- **ASSIGNED TASK**
Please work out how many lines in the entries below include the string "grass", and reply with the number alone.

- **Data items**
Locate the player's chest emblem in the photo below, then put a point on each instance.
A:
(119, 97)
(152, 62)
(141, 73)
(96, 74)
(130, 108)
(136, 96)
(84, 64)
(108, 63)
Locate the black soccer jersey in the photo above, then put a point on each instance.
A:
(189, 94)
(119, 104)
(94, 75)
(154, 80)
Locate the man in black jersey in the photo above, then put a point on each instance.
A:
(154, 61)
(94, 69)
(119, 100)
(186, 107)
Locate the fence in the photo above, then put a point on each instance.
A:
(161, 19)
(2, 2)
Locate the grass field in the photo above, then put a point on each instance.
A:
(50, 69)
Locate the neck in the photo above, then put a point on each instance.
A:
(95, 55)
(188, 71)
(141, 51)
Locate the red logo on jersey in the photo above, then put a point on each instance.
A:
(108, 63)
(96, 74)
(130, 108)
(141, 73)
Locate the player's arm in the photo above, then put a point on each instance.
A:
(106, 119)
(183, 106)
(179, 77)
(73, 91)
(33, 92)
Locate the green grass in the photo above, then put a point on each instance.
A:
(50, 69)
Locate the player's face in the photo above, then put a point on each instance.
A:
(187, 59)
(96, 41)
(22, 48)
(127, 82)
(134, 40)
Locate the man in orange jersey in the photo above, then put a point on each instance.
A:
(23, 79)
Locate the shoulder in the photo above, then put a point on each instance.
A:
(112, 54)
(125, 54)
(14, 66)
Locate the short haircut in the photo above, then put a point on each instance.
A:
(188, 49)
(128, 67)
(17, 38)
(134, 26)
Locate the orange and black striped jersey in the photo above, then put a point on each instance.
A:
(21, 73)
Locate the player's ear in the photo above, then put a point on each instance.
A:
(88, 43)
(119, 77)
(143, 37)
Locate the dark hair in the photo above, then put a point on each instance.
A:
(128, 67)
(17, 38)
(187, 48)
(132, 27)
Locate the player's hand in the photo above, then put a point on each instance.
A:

- **ANSWER FOR THE TASK**
2